SELECTED PASSAGE:
= = = =

Hello Luna takes a sobering look at internal demons on ‘Into Static’

Singer Kenzie Coyne continues to open up in advance of the band’s album release show at A&R Bar on Saturday

Andy Downing
Columbus Alive
Hello Luna

On 2019 EP Dear Demons, Hello Luna singer Kenzie Coyne addressed the physical and mental abuse she said she experienced as a child at the hands of her estranged father, whose arrest on unrelated charges in the months before the band entered into recording triggered a rush of painful memories.

“I stood in these really scary, dark places, and there was a point where it just switched in my head and it was like, 'No, stop trying to run. Stop trying to hide,'" Coyne told Alive in 2019.

For the musician, this acknowledgment marked the start of an ongoing recovery, aspects of which are documented on Hello Luna’s debut full-length, Into Static, which surfaced last week and will take center stage when the band headlines a release show at A&R Bar on Saturday, Feb. 5.

= = = =

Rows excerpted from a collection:
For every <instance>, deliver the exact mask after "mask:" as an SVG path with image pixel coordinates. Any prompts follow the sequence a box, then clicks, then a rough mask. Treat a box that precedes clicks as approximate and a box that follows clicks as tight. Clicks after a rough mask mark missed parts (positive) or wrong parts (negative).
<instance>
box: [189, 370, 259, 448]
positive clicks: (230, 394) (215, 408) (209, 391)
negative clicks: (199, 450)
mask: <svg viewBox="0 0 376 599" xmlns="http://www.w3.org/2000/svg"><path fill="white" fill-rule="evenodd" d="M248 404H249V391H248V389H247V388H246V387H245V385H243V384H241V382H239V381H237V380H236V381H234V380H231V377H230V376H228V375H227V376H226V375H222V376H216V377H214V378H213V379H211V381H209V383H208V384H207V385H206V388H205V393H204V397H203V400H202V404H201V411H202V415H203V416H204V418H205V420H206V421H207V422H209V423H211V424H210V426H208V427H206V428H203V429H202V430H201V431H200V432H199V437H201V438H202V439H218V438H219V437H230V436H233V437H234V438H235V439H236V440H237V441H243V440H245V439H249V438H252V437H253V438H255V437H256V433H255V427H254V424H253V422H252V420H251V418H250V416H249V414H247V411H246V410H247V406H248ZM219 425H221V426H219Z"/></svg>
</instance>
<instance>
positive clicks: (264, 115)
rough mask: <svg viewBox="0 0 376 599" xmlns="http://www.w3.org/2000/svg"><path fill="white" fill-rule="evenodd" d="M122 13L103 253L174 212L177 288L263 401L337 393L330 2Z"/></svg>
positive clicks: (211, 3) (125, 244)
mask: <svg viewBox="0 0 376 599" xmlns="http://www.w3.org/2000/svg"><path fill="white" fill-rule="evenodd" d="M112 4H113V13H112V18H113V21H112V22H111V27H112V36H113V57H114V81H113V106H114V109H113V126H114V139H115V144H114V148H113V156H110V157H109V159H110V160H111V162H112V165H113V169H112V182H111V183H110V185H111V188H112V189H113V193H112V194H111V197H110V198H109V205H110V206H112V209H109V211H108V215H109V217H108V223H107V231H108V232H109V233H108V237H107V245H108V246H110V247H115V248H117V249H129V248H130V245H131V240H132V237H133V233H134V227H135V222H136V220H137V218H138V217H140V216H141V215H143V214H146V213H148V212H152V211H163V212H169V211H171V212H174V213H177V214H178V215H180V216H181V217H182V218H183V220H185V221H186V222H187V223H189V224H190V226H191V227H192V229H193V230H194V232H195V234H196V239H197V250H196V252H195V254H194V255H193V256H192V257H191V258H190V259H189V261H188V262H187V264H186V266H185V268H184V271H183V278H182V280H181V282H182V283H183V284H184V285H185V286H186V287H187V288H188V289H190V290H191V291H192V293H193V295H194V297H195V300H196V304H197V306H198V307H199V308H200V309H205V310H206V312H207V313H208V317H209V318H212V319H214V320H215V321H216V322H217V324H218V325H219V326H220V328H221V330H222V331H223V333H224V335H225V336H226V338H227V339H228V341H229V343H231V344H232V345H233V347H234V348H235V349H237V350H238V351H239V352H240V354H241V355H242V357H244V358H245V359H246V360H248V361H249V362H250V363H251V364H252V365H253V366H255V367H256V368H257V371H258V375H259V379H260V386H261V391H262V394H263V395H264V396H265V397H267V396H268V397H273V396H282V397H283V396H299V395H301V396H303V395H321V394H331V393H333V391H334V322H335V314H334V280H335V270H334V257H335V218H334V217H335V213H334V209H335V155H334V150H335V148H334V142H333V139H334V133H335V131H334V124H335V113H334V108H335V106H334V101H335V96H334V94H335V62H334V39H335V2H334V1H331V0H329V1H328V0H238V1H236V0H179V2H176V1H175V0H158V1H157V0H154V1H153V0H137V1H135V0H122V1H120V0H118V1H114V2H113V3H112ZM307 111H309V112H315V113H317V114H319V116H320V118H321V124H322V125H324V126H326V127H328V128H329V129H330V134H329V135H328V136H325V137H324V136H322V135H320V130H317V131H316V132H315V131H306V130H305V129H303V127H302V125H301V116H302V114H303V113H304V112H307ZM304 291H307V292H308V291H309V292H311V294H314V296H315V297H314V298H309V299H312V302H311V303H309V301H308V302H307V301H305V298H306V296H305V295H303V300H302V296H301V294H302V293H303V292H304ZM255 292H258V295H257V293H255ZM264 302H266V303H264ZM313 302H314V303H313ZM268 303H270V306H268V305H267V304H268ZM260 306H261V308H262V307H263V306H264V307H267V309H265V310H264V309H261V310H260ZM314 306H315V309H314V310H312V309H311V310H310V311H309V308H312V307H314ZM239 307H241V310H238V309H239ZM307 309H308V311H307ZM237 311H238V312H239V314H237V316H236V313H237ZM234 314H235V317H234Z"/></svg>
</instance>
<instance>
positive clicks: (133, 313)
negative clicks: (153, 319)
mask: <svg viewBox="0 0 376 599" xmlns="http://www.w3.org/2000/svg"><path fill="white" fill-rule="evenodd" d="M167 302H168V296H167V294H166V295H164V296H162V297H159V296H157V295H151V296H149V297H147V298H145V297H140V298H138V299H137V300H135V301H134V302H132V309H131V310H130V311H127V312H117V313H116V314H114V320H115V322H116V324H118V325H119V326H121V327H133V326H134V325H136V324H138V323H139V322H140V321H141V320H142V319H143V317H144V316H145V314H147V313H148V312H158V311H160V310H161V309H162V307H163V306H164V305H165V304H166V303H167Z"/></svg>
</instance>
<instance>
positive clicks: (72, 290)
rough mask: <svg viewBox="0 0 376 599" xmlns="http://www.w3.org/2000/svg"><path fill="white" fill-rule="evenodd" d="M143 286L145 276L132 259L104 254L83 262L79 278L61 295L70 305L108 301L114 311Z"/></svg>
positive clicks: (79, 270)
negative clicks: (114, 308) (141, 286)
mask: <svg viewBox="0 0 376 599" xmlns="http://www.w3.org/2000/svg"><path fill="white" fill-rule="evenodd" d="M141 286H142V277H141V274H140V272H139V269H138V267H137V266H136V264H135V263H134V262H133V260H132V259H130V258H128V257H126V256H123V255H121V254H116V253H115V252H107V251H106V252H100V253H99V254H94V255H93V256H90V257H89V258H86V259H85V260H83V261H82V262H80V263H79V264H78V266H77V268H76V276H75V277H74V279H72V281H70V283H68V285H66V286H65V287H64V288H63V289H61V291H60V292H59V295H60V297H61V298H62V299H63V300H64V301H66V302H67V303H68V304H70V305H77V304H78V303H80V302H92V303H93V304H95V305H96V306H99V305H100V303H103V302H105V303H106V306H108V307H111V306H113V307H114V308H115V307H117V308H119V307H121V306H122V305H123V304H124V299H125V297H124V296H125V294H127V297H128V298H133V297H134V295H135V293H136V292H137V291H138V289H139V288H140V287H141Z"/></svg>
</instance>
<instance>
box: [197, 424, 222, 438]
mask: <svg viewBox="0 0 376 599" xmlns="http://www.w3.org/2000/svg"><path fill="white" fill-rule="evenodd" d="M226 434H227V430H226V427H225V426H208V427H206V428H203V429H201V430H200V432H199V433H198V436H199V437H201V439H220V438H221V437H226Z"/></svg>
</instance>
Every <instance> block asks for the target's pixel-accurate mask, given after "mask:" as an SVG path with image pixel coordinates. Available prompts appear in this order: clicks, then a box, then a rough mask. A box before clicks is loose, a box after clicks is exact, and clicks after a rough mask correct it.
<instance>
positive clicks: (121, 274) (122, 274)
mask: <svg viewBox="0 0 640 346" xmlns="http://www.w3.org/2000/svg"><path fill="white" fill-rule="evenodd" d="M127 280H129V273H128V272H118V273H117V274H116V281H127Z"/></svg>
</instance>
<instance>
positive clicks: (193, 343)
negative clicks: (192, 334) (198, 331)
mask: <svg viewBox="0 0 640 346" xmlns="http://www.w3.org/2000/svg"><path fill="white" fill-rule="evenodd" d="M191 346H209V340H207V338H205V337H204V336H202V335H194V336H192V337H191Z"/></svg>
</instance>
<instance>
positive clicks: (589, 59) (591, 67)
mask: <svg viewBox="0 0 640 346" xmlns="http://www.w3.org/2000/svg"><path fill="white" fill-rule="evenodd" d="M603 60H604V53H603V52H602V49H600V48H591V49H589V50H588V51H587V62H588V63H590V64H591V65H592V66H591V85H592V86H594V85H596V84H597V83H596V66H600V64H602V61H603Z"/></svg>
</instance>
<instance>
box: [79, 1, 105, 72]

= = = =

HOW TO COMPLETE THIS TASK: Carry on the Hello Luna article from the point where it stops. These rows are separate material with no connection to the article.

ANSWER TO THIS EXERCISE:
“When I put out Dear Demons, I was basically confronting the fact that I had problems, like, OK, this is square one,” Coyne said in a phone interview earlier this week. “And then I had to learn what to do after that, and that’s kind of what Into Static is. … My dad has been in prison for three years, and we haven’t spoken, which I’ve talked openly about. I’ve talked openly about the severe mental and physical abuse, and about experiencing that as a kid. But once I did that, it was like, now what?”

In the months following the EP's release, Coyne engaged in interviews and appeared on podcasts, sharing her story as a means of advancing a larger conversation, which started to exact a toll on the singer. She said she stopped centering self-care and started using drugs and drinking more heavily as a means of coping with the strain. “I was so alone, so confused. It was like all of the lights went out,” said Coyne, who documents this spiral on “Never Enough,” a tightly constructed pop-rock song about barely hanging on by a thread, which is a concept that repeats itself throughout the album. “Without being too dramatic, I wanted to die. I was ready. I became obsessed with darkness because I was facing so much of it.”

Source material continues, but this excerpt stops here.